• DATA ROWS:
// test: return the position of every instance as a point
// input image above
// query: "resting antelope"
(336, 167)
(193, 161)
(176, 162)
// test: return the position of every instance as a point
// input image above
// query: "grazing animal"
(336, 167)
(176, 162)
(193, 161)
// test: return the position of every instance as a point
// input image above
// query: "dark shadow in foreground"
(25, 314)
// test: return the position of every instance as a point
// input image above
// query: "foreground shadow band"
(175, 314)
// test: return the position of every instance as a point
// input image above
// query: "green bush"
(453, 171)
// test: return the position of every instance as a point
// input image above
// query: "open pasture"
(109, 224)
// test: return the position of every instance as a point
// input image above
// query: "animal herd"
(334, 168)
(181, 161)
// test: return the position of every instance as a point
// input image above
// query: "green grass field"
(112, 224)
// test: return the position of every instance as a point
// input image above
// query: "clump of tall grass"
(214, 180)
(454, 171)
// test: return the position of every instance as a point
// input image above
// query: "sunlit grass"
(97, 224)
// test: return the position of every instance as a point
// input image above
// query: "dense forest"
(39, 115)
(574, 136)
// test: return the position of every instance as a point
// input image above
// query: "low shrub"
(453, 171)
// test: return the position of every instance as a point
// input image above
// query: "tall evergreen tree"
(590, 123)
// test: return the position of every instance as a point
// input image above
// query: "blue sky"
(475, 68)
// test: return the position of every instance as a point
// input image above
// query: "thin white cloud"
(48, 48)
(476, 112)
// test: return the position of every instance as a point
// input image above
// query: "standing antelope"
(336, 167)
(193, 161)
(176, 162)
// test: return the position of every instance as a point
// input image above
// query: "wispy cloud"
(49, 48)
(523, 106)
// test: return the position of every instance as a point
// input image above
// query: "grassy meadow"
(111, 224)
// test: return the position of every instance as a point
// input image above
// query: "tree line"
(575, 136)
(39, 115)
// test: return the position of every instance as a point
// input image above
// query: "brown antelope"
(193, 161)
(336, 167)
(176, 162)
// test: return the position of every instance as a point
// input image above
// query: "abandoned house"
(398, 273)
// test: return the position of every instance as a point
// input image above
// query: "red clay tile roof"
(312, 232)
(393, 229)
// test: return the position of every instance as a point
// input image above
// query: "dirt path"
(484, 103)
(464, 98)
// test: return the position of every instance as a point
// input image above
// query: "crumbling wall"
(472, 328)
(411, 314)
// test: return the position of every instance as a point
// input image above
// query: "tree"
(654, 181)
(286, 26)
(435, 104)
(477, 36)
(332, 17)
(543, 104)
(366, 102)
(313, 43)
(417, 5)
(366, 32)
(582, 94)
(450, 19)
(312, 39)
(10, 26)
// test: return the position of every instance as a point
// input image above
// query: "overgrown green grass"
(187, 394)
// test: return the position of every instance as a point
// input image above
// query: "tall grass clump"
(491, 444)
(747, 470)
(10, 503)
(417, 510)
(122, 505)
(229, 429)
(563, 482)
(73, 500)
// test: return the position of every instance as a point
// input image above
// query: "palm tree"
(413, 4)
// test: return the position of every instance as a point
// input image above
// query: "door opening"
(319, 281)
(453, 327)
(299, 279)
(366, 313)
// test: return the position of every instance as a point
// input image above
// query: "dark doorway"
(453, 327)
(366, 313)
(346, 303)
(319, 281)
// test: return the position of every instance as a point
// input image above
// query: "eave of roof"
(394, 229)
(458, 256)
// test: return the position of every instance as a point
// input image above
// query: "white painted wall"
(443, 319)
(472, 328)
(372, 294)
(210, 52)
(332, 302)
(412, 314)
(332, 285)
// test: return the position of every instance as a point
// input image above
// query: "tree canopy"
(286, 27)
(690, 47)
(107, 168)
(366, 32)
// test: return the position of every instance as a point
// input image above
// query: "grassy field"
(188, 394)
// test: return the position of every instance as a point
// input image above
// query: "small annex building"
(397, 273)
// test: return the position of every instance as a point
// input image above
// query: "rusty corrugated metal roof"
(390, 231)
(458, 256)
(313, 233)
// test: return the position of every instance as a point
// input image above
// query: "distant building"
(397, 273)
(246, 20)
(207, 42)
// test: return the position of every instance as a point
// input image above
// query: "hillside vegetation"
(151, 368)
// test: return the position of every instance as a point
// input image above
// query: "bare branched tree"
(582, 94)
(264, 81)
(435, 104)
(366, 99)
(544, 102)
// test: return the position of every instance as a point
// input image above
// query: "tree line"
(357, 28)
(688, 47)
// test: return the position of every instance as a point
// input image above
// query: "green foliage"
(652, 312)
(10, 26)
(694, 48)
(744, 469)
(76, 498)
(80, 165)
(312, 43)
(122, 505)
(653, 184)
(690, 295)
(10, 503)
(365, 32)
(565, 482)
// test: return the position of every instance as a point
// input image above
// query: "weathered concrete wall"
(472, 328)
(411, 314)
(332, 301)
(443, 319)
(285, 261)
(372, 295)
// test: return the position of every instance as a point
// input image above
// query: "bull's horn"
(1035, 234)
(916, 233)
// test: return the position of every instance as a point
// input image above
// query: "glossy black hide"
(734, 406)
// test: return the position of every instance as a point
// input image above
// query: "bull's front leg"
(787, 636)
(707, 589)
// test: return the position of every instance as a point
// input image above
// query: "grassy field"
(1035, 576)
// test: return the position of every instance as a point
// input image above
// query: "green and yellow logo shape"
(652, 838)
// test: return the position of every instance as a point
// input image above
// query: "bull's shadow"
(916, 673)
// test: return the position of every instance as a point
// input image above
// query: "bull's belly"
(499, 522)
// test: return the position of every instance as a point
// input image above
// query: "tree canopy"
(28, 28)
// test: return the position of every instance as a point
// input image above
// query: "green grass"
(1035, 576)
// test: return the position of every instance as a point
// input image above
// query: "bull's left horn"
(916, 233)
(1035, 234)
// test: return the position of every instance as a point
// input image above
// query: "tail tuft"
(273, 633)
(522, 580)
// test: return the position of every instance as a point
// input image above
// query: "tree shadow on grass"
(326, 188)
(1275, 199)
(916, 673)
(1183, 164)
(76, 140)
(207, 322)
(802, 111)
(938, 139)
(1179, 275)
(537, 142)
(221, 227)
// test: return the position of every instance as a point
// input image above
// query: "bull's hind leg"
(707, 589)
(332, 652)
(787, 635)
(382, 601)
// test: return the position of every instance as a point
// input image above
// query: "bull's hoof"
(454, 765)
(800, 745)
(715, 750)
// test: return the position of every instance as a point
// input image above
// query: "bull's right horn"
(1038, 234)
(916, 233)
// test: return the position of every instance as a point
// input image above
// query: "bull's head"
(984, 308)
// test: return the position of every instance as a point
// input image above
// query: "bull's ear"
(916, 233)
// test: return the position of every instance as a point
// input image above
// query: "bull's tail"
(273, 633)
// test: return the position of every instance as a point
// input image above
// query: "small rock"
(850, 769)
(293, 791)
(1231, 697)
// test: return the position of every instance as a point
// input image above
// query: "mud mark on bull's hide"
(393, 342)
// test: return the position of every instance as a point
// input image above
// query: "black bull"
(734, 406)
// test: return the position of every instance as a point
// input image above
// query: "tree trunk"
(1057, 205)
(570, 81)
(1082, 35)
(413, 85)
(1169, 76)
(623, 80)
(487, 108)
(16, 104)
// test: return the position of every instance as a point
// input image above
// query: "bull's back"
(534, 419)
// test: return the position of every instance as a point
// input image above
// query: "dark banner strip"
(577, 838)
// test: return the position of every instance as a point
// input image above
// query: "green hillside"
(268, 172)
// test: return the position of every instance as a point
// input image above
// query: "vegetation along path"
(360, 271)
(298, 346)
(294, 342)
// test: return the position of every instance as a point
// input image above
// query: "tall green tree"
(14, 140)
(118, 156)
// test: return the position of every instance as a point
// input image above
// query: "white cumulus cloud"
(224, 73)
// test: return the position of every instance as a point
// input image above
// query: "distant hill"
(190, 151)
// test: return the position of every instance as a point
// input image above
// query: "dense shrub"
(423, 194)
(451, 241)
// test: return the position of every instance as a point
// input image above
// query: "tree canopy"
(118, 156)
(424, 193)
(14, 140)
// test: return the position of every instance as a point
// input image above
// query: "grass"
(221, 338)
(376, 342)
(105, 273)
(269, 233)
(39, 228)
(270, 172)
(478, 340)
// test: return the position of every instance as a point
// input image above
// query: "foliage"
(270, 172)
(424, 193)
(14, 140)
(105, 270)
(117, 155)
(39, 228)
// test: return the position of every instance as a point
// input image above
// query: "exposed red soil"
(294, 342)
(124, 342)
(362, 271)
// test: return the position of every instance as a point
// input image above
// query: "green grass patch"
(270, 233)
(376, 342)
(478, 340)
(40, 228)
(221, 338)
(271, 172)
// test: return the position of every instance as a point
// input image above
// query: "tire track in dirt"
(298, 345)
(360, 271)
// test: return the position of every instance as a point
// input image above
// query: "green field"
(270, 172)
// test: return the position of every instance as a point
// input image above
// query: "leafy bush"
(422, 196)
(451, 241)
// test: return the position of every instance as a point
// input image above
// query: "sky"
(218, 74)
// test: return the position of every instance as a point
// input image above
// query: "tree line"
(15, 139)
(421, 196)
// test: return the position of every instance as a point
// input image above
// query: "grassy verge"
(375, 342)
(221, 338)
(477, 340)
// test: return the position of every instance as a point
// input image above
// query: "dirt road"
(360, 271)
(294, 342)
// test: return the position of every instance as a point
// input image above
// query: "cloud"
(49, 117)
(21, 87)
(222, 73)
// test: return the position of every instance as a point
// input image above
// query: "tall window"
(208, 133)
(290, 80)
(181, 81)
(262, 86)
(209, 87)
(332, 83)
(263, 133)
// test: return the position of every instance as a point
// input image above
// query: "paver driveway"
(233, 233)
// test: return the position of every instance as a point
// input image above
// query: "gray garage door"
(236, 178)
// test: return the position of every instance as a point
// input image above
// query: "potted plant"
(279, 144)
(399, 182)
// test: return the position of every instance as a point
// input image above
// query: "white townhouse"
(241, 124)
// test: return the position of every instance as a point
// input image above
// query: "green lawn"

• WHAT THE TASK ASKS: Identify each line of the records above that contains the word "distant" and copy those lines.

• TASK ANSWER:
// query: "distant building"
// query: "distant hill"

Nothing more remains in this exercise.